## Do this:
List every line below that contains the string "parking", copying each one in full.

Excerpts of point annotation data
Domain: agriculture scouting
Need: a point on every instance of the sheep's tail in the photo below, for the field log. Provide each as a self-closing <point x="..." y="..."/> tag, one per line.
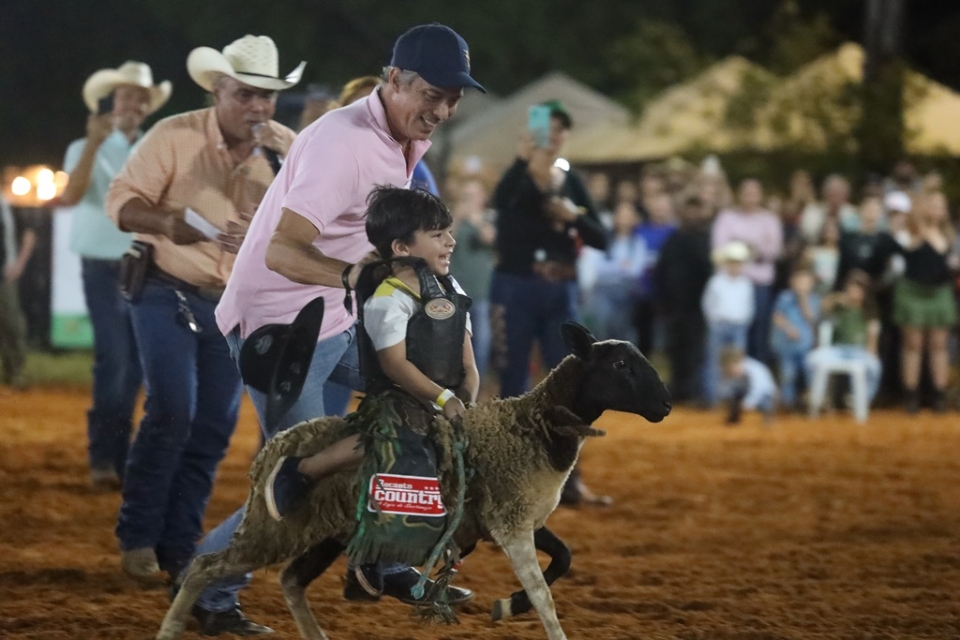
<point x="436" y="608"/>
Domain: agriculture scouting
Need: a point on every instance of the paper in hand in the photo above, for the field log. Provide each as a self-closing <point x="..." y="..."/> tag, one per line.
<point x="199" y="223"/>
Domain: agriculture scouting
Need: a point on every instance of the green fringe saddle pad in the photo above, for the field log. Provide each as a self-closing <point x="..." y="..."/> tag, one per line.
<point x="400" y="513"/>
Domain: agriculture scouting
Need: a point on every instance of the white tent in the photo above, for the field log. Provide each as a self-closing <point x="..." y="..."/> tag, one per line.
<point x="688" y="116"/>
<point x="491" y="135"/>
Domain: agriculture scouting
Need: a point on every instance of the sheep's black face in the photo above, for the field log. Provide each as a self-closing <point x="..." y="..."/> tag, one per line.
<point x="616" y="376"/>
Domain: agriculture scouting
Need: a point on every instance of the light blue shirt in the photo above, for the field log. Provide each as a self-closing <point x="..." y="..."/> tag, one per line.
<point x="728" y="299"/>
<point x="93" y="233"/>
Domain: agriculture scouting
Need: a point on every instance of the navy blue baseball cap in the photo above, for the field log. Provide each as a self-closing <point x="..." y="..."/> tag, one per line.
<point x="438" y="54"/>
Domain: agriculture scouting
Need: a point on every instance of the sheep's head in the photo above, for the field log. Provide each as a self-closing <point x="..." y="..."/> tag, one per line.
<point x="615" y="376"/>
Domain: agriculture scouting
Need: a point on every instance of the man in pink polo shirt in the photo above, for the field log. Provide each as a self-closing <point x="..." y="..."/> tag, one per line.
<point x="309" y="233"/>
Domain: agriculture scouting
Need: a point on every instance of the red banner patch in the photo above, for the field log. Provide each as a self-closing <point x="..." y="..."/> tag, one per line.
<point x="405" y="495"/>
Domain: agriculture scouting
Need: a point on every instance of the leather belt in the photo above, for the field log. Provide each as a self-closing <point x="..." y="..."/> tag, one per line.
<point x="212" y="294"/>
<point x="552" y="271"/>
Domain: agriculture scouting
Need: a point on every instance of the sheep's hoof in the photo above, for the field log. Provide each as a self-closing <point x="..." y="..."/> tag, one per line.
<point x="170" y="631"/>
<point x="501" y="610"/>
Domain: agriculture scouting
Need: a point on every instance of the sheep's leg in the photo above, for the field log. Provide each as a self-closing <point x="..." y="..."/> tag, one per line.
<point x="300" y="573"/>
<point x="523" y="556"/>
<point x="200" y="574"/>
<point x="560" y="557"/>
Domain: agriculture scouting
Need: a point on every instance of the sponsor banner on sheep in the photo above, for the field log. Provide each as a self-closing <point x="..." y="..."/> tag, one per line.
<point x="405" y="495"/>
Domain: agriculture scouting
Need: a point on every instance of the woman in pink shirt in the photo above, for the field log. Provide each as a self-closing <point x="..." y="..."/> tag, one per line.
<point x="761" y="230"/>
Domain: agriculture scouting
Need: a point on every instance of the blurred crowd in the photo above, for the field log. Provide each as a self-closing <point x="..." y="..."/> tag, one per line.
<point x="746" y="283"/>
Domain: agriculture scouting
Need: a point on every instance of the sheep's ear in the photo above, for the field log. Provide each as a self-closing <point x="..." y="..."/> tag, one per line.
<point x="577" y="338"/>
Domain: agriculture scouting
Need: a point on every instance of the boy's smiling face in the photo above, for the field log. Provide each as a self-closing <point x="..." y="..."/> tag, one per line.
<point x="435" y="247"/>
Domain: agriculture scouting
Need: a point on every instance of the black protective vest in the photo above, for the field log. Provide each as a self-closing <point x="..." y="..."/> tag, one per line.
<point x="435" y="333"/>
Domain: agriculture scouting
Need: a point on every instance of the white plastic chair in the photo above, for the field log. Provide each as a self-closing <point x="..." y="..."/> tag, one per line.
<point x="856" y="370"/>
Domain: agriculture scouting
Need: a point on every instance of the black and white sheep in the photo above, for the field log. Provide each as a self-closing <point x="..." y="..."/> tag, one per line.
<point x="521" y="449"/>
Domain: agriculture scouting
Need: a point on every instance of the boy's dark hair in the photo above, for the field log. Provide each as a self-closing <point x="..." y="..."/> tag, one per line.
<point x="396" y="214"/>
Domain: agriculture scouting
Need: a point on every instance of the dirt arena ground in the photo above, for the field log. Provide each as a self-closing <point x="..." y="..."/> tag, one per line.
<point x="803" y="530"/>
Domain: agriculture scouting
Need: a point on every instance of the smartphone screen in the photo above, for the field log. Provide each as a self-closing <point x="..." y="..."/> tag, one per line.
<point x="538" y="123"/>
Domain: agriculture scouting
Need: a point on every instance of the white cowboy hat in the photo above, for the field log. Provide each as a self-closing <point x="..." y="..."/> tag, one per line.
<point x="103" y="82"/>
<point x="252" y="60"/>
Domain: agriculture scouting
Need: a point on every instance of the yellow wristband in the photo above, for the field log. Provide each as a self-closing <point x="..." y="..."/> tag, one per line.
<point x="444" y="396"/>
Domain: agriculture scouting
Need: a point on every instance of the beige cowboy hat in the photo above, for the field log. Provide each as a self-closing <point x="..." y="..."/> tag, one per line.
<point x="103" y="82"/>
<point x="252" y="60"/>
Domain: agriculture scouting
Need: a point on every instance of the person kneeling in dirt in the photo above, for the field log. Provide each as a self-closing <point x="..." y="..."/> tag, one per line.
<point x="746" y="384"/>
<point x="417" y="360"/>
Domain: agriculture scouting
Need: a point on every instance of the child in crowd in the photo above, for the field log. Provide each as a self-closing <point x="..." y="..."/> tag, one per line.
<point x="728" y="308"/>
<point x="856" y="330"/>
<point x="416" y="357"/>
<point x="746" y="384"/>
<point x="795" y="315"/>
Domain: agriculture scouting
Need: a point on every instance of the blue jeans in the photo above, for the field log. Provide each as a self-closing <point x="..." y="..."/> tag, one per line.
<point x="334" y="360"/>
<point x="791" y="361"/>
<point x="480" y="338"/>
<point x="116" y="366"/>
<point x="719" y="335"/>
<point x="193" y="396"/>
<point x="524" y="309"/>
<point x="758" y="340"/>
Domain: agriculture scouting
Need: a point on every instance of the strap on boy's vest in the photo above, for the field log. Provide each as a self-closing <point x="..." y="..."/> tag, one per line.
<point x="435" y="333"/>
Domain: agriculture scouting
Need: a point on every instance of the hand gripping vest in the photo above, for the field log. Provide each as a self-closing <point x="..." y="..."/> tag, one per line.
<point x="435" y="333"/>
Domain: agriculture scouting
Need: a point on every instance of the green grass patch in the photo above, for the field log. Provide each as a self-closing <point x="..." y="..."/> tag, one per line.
<point x="59" y="368"/>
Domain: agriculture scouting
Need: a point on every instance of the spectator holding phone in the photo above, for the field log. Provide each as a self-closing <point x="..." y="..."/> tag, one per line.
<point x="543" y="213"/>
<point x="119" y="101"/>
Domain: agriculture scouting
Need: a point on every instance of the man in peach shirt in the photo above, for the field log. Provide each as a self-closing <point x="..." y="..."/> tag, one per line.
<point x="188" y="190"/>
<point x="309" y="236"/>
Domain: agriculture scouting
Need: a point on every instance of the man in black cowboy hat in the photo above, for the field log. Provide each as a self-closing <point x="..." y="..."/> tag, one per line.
<point x="308" y="237"/>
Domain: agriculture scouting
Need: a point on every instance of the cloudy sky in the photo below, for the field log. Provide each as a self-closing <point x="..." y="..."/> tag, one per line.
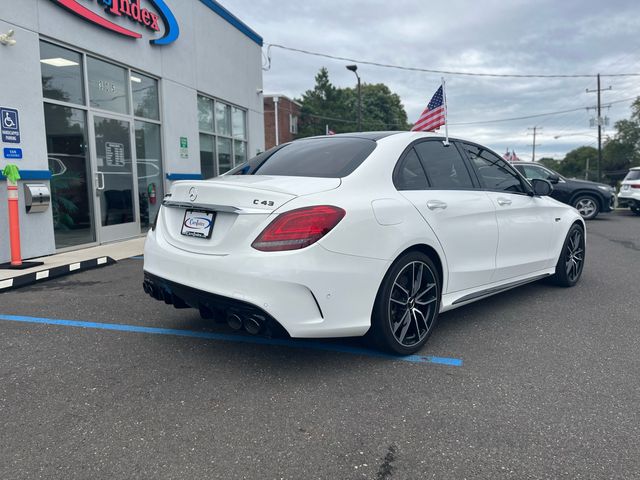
<point x="492" y="36"/>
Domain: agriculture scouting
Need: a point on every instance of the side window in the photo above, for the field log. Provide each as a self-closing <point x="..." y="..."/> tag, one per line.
<point x="409" y="173"/>
<point x="535" y="172"/>
<point x="493" y="171"/>
<point x="444" y="165"/>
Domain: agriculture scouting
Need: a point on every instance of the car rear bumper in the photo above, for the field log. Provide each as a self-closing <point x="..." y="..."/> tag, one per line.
<point x="310" y="292"/>
<point x="628" y="200"/>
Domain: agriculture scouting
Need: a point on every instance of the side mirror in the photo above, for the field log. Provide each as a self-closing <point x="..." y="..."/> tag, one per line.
<point x="553" y="178"/>
<point x="541" y="188"/>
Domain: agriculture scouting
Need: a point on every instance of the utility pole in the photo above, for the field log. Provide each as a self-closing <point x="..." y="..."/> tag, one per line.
<point x="354" y="69"/>
<point x="599" y="121"/>
<point x="535" y="131"/>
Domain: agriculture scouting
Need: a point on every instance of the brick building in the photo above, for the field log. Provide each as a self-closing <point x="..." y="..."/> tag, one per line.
<point x="280" y="120"/>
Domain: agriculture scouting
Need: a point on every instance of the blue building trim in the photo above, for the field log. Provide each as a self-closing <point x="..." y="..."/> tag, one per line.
<point x="233" y="20"/>
<point x="184" y="176"/>
<point x="32" y="175"/>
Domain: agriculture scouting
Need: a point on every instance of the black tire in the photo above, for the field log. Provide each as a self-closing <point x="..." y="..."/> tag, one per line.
<point x="406" y="309"/>
<point x="588" y="206"/>
<point x="571" y="261"/>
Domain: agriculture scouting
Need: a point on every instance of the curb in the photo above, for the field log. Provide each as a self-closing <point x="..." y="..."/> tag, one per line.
<point x="55" y="272"/>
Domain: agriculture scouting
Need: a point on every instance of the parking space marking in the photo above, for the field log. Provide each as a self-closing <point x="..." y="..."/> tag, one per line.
<point x="300" y="344"/>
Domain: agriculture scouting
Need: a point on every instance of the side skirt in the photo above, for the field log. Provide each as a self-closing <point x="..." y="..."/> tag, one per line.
<point x="472" y="297"/>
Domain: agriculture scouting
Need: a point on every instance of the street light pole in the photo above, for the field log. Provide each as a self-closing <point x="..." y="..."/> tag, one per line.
<point x="354" y="69"/>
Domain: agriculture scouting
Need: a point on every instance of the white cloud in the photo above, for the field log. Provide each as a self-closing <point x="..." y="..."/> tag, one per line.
<point x="518" y="36"/>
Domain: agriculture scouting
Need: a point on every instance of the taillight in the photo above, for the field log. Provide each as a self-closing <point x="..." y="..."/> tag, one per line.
<point x="155" y="220"/>
<point x="298" y="228"/>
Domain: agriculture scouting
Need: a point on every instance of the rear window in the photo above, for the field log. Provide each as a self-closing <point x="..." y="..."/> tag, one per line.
<point x="318" y="157"/>
<point x="633" y="175"/>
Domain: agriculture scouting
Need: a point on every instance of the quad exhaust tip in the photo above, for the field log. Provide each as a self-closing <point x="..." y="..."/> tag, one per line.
<point x="253" y="324"/>
<point x="234" y="321"/>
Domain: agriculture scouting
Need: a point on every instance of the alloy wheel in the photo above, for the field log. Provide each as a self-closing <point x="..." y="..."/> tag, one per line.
<point x="413" y="303"/>
<point x="586" y="207"/>
<point x="574" y="255"/>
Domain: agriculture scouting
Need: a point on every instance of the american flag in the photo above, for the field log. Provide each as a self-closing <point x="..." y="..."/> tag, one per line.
<point x="433" y="116"/>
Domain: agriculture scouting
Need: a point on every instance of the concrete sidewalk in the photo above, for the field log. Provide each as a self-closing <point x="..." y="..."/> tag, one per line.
<point x="71" y="262"/>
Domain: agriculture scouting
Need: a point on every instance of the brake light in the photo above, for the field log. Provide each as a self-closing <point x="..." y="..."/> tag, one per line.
<point x="298" y="228"/>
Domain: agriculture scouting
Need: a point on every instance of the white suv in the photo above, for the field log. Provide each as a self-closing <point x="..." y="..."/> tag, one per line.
<point x="629" y="195"/>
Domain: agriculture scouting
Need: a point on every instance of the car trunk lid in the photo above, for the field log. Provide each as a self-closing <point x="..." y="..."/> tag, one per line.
<point x="239" y="205"/>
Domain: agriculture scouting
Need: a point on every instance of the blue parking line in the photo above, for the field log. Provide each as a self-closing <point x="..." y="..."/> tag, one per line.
<point x="304" y="344"/>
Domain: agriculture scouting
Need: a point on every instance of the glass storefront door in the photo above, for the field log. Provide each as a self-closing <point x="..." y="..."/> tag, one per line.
<point x="104" y="147"/>
<point x="114" y="179"/>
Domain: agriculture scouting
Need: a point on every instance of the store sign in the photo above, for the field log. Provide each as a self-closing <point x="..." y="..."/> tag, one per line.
<point x="13" y="153"/>
<point x="10" y="125"/>
<point x="156" y="20"/>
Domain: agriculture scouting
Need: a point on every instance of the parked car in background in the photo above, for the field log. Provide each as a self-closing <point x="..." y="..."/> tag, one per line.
<point x="589" y="198"/>
<point x="629" y="195"/>
<point x="353" y="234"/>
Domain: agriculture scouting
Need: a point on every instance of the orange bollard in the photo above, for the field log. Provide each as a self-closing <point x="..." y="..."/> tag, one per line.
<point x="14" y="215"/>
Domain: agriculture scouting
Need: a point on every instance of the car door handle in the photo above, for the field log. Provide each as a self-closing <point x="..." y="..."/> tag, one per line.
<point x="435" y="204"/>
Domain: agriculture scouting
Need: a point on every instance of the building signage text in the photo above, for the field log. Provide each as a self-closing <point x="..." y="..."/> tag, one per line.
<point x="134" y="11"/>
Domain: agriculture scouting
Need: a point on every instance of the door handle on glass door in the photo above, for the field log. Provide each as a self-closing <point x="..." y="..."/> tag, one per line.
<point x="99" y="181"/>
<point x="434" y="204"/>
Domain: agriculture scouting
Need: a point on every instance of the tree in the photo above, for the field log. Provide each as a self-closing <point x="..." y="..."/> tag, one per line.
<point x="338" y="108"/>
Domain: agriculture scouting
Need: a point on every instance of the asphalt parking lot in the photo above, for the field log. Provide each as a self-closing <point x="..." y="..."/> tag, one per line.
<point x="542" y="382"/>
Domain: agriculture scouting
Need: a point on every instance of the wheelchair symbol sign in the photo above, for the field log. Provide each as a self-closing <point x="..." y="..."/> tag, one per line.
<point x="10" y="124"/>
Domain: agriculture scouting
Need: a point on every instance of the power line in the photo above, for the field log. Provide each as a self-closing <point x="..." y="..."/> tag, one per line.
<point x="536" y="115"/>
<point x="430" y="70"/>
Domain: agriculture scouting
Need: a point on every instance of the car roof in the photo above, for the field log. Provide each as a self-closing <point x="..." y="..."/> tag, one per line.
<point x="375" y="136"/>
<point x="366" y="135"/>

## Correct result:
Need: a point on every instance of the parking space marking in the photo above, for the field log. Provide each as a self-closing <point x="..." y="..."/> tag, one per line.
Need: a point on every instance of the blue parking line in the photo above, for the field log. Provide each as a self-closing <point x="..." y="..."/> tag, one per line.
Need: a point on every instance of the asphalt parking lot in the photo above, for the field log. Provide each as a self-closing <point x="..." y="..."/> tag, one per line.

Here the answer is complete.